YOUR GOAL - Output an exact reproduction of the data.

EXERCISE DATA -
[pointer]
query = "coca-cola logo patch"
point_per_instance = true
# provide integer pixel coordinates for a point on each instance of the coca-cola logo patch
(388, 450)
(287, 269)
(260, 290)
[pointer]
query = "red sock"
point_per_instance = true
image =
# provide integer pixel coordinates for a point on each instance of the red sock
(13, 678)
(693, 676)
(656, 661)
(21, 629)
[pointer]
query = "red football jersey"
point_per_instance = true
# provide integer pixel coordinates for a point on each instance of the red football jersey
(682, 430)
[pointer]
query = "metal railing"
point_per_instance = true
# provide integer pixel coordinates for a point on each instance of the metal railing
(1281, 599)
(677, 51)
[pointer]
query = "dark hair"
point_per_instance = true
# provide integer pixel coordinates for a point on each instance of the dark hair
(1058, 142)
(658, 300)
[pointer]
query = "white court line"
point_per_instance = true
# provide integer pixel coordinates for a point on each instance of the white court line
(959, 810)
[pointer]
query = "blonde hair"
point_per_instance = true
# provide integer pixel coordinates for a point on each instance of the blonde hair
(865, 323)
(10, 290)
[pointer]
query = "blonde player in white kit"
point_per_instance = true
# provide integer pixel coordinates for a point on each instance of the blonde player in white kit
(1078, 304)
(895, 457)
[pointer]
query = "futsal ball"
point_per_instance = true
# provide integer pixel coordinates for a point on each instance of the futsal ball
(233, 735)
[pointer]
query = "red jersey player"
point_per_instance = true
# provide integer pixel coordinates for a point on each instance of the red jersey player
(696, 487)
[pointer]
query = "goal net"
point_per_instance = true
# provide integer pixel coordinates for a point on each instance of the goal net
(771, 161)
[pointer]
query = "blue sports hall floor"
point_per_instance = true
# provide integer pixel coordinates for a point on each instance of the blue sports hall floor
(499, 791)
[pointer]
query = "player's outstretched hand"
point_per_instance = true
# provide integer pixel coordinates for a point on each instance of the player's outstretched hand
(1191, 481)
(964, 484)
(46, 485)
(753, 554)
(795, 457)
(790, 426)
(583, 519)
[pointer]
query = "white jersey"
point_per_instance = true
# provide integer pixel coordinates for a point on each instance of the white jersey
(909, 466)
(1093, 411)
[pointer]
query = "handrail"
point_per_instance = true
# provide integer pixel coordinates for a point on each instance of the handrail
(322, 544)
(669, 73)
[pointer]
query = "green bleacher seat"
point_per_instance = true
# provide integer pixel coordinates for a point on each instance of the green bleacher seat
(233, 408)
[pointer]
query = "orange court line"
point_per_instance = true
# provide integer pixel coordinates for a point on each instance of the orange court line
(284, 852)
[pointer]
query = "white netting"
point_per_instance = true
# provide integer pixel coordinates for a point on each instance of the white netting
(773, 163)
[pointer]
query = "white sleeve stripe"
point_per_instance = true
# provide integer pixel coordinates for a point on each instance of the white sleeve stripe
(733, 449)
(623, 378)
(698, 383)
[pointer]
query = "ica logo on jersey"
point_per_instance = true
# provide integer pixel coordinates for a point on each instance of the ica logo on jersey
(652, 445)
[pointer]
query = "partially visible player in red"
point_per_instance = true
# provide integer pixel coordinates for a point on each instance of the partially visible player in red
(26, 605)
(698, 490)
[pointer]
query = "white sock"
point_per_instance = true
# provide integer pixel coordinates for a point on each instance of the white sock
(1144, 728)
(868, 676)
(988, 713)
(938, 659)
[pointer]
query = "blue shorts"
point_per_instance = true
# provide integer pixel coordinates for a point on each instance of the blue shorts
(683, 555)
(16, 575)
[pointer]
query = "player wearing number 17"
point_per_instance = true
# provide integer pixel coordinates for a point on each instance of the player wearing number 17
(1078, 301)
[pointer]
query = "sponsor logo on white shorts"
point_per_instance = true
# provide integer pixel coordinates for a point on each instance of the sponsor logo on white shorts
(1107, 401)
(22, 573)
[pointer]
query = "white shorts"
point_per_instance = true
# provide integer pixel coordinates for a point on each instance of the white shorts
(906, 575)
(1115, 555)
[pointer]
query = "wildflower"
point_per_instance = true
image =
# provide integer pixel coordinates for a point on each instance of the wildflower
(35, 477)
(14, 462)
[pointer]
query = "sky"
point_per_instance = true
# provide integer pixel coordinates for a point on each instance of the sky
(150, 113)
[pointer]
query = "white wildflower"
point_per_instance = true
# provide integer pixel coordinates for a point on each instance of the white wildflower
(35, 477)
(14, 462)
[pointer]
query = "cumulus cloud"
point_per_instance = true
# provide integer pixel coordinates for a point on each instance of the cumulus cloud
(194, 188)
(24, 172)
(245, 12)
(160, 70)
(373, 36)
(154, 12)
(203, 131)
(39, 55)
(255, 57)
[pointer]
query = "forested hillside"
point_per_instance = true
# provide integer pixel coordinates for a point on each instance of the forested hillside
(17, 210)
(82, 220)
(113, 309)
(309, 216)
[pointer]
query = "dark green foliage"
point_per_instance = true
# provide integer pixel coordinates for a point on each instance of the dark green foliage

ANSWER TO THIS TASK -
[pointer]
query = "coca-cola logo patch"
point_per_instance = true
# provide integer pixel coordinates for a point on each instance of the coca-cola logo patch
(388, 450)
(287, 269)
(260, 290)
[pointer]
query = "red sock"
point_per_instance = true
image =
# provide integer pixel coordinates for a point on each instance of the red sock
(13, 678)
(693, 676)
(656, 661)
(21, 629)
[pointer]
query = "red football jersey"
point_per_instance = true
# provide integer pixel coordinates for a point on each instance of the red football jersey
(682, 430)
[pointer]
query = "metal railing"
point_per_instance = true
# provide integer pixel coordinates for a point on each instance of the metal railing
(1281, 599)
(677, 51)
[pointer]
query = "dark hair"
point_per_instance = true
# provide integer pixel coordinates for a point on each instance of the dark hair
(1058, 142)
(658, 300)
[pointer]
query = "white court line"
point_per_instance = true
# provide integer pixel coordinates for a point on each instance of the white court line
(959, 810)
[pointer]
query = "blonde hair"
point_per_instance = true
# provide integer pixel coordinates for a point on each instance of the blonde hair
(865, 323)
(10, 290)
[pointer]
query = "blonde player in white kit"
point_per_instance = true
# provide integer pixel coordinates for a point on each instance of the blonde player in white kit
(1078, 304)
(895, 457)
[pointer]
query = "futsal ball"
point_per_instance = true
# provide integer pixel coordinates for a point on each instance of the futsal ball
(233, 735)
[pointer]
query = "red jersey player"
point_per_instance = true
# provide integer pixel coordinates for a point on each instance of the red jersey player
(696, 487)
[pointer]
query = "goal net"
point_per_instance = true
# provide integer pixel coordinates for a point on each instance of the goal net
(771, 161)
[pointer]
query = "blue sports hall floor"
point_per_instance = true
# provide integer pixel coordinates for a point on each instance of the blue sports hall floor
(499, 791)
[pointer]
query = "player's outstretched hand"
point_per_instance = true
# provide integer pixel coordinates for a point on each instance of the player's outstretched hand
(1191, 481)
(964, 484)
(46, 485)
(753, 554)
(795, 457)
(790, 426)
(583, 519)
[pointer]
query = "white jersey"
point_per_instance = true
# provide integer pixel coordinates for a point on each instance of the white jersey
(909, 466)
(1093, 411)
[pointer]
query = "handrail"
point_per_instance = true
# provide integer pixel coordinates for a point on each instance of the handrail
(322, 544)
(669, 73)
[pointer]
query = "green bleacher seat"
point_per_instance = true
# provide integer pixel coordinates for a point on each instance of the green bleacher seat
(233, 408)
[pointer]
query = "orange court line"
point_per_instance = true
# provide integer pixel coordinates for a point on each instance of the orange court line
(284, 852)
[pointer]
query = "white netting"
point_per_instance = true
# provide integer pixel coordinates for a point on each instance of the white netting
(773, 163)
[pointer]
query = "white sleeve stripe"
point_per_instance = true
# provide integer pixel coordinates for a point on each instance of the white sleeve stripe
(733, 449)
(623, 378)
(698, 383)
[pointer]
query = "ica logo on jersey"
point_per_instance = true
# provide integer pixel coordinates for a point on each instance of the ica logo on jersey
(652, 445)
[pointer]
query = "partially visible player in red"
point_per_instance = true
# provide integer pixel coordinates for a point on each instance of the partially visible player in red
(26, 605)
(698, 490)
[pointer]
query = "white sock"
point_per_instance = true
# provide integer pixel coordinates for a point on each instance of the white sock
(1144, 728)
(868, 676)
(988, 713)
(938, 659)
[pointer]
query = "blue shorts"
point_per_instance = true
# provide integer pixel coordinates for a point on each instance of the blue shorts
(683, 555)
(16, 575)
[pointer]
query = "player wearing number 17"
point_per_instance = true
# provide integer pixel coordinates for a point on each instance of the player wearing number 17
(1078, 301)
[pointer]
query = "sponsor logo on white shorts"
point_per_instance = true
# provide integer pixel coordinates for a point on each instance of the sponsor logo on white shorts
(1107, 401)
(22, 573)
[pointer]
query = "white shorts"
point_per_instance = true
# provide integer pixel coordinates for a point on each instance of the white shorts
(906, 575)
(1115, 555)
[pointer]
query = "wildflower"
point_per_instance = true
image =
# provide integer pixel coordinates for a point on each instance of the wildflower
(35, 477)
(14, 462)
[pointer]
query = "sky"
point_per_instance = true
# provide integer pixel coordinates for a point on each instance of the sky
(150, 113)
[pointer]
query = "white wildflower"
point_per_instance = true
# provide integer pixel coordinates for a point on each instance of the white wildflower
(35, 477)
(14, 462)
[pointer]
query = "cumulus cloud"
point_per_instance = true
# provide integer pixel coordinates for a point on each instance of the cumulus cloud
(194, 188)
(24, 172)
(245, 12)
(160, 70)
(373, 36)
(154, 12)
(203, 131)
(39, 55)
(255, 57)
[pointer]
query = "forested hillside"
point_per_instance = true
# provide integer pixel coordinates for a point on each instance of the forested hillside
(17, 210)
(82, 220)
(113, 309)
(309, 216)
[pointer]
query = "dark green foliage"
point_per_instance = true
# provide integer pixel coordinates for a point on each instance of the dark green foliage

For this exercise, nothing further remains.